Treść zadania: Proszę przytoczyć każdy wiersz poniższych rekordów, w którym występuje słowo „young”.

Podane rekordy:

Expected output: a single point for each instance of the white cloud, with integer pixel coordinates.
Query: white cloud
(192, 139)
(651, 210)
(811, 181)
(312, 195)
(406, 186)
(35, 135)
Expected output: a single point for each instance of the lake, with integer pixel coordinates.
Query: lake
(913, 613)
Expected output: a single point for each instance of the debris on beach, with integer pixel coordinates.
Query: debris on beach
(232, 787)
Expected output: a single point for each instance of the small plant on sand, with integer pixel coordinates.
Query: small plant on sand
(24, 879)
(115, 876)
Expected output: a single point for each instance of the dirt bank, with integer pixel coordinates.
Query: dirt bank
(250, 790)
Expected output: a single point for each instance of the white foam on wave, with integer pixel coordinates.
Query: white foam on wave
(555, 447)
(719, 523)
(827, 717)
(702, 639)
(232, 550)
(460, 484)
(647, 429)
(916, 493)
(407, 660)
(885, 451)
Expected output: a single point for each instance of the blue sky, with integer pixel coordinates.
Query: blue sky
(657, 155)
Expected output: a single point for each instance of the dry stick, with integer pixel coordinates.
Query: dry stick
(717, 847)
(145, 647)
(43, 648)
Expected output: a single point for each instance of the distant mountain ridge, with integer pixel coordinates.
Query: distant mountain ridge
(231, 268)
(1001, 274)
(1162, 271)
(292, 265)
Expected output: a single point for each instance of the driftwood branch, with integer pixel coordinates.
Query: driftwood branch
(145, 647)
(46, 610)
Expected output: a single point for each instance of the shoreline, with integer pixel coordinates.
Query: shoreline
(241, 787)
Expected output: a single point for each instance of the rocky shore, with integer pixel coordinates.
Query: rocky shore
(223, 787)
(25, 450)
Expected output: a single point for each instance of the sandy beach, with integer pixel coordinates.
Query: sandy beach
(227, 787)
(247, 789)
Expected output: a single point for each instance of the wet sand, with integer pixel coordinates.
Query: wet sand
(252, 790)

---

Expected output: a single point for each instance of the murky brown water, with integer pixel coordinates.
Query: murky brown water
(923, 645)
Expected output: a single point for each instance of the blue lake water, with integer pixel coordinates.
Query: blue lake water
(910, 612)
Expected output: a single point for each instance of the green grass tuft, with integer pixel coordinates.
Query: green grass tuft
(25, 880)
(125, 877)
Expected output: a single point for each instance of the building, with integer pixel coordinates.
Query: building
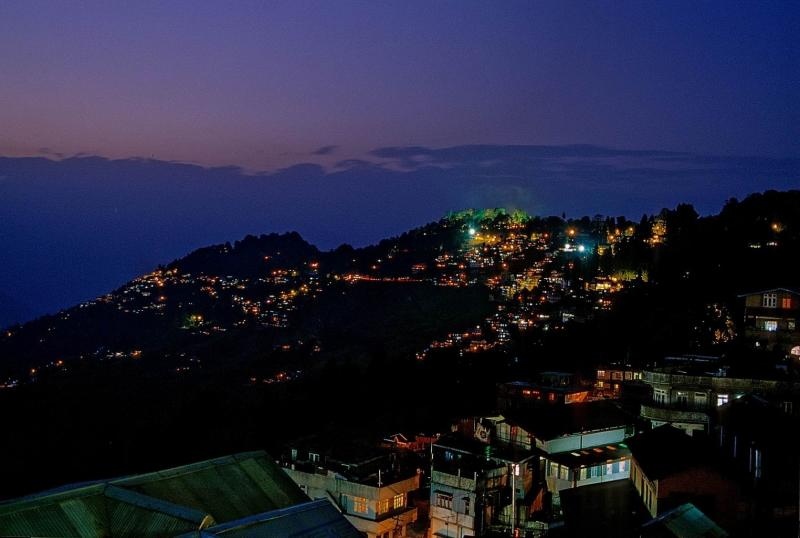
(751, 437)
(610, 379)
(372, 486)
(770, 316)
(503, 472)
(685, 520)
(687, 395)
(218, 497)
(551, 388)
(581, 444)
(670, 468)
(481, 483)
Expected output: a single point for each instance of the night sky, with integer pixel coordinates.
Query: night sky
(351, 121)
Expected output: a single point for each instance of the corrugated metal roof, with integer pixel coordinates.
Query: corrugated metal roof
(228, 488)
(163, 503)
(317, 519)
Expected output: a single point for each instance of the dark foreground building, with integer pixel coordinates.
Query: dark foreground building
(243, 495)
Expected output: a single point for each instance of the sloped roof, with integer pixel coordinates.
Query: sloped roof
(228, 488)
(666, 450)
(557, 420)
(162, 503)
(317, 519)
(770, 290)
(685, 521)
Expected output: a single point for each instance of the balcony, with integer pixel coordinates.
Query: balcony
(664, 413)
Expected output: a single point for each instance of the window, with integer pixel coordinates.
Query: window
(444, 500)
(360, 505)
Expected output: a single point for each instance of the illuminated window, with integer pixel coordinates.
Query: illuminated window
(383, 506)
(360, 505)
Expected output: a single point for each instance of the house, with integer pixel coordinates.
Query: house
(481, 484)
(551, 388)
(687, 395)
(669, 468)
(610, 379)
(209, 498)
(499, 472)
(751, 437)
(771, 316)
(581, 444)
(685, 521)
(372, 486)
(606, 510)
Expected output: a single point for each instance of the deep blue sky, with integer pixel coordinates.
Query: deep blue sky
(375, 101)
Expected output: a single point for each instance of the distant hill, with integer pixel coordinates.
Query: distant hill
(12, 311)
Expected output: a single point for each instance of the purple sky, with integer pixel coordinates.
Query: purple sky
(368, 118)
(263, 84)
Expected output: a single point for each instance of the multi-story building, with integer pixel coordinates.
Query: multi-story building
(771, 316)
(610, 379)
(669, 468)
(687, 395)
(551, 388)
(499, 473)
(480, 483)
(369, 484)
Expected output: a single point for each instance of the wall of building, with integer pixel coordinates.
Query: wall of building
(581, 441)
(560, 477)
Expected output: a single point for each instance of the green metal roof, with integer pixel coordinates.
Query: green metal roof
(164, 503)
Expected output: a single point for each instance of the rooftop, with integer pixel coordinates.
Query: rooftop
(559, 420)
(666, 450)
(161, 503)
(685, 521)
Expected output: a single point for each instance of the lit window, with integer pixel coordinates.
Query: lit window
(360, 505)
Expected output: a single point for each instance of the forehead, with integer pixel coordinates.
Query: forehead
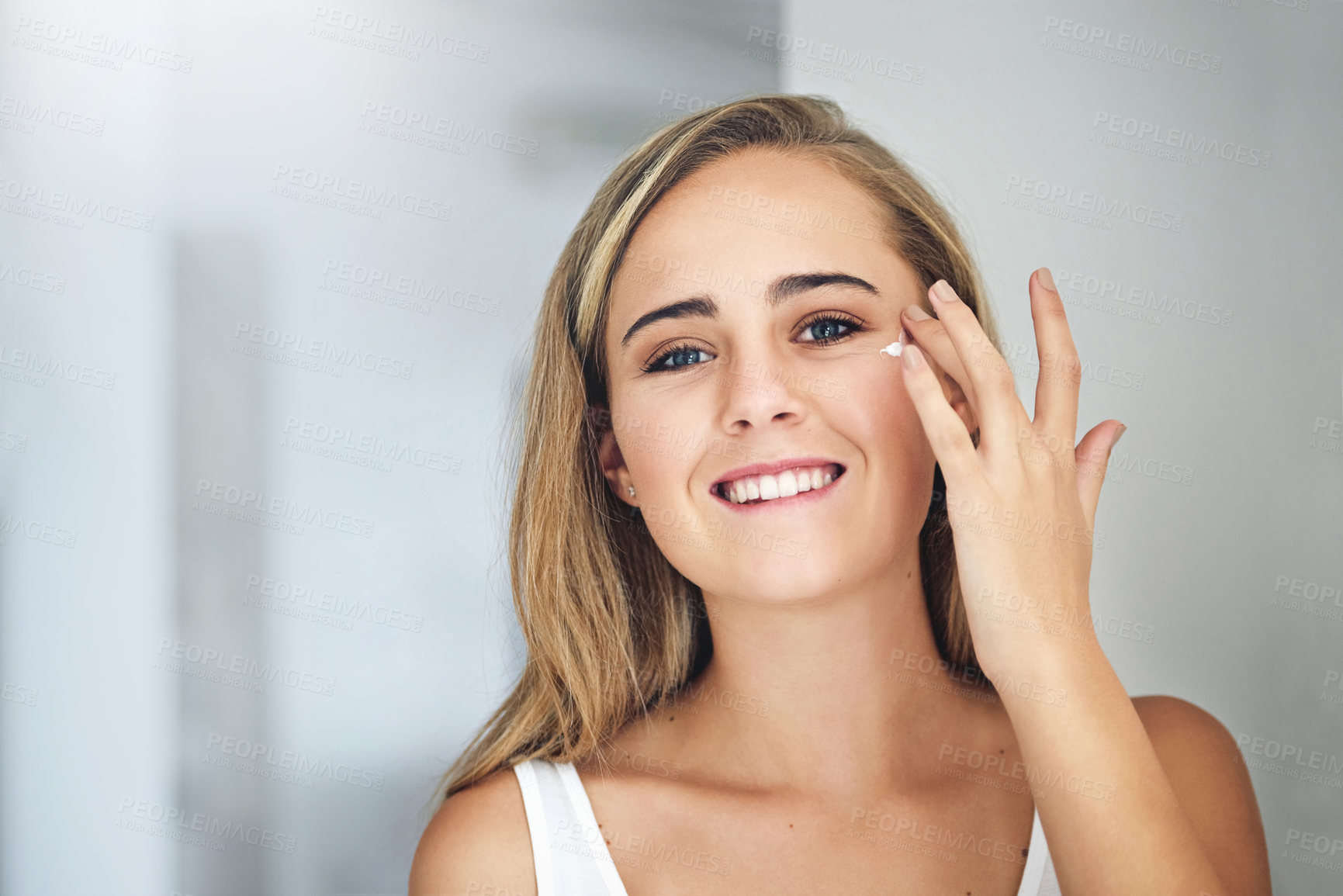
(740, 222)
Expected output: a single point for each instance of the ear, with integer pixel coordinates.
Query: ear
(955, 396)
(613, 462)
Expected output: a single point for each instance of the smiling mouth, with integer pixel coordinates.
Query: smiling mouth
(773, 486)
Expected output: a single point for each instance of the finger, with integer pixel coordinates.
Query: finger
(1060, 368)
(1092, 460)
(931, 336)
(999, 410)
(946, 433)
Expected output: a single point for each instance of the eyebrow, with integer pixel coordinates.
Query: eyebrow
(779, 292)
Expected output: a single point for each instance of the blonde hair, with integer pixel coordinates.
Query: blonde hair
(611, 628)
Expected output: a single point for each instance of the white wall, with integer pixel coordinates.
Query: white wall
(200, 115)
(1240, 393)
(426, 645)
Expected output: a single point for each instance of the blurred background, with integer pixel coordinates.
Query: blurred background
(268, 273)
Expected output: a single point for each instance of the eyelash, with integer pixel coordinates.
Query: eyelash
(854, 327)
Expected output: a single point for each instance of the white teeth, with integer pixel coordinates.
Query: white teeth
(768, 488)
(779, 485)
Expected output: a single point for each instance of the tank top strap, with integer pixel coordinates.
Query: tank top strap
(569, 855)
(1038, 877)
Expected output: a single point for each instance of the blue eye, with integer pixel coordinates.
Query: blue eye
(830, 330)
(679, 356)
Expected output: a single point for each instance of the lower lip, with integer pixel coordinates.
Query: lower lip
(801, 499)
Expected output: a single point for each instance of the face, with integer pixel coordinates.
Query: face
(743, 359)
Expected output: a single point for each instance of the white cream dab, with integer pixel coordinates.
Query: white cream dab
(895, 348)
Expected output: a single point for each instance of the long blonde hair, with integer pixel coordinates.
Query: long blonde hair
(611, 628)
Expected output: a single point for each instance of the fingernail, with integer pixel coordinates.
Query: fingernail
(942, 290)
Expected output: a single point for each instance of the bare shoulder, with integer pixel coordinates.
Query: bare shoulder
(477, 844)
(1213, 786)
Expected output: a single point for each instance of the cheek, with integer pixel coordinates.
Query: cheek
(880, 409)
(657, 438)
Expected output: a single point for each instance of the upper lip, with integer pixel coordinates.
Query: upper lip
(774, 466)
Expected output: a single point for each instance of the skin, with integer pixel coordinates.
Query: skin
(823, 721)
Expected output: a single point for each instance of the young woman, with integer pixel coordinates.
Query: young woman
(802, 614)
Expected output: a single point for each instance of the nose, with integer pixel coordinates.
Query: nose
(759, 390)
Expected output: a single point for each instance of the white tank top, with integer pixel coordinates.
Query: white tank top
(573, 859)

Rozwiązanie zadania:
Expected output: a single point for each instance of the young woman, with integer pixel coordinates.
Query: young woman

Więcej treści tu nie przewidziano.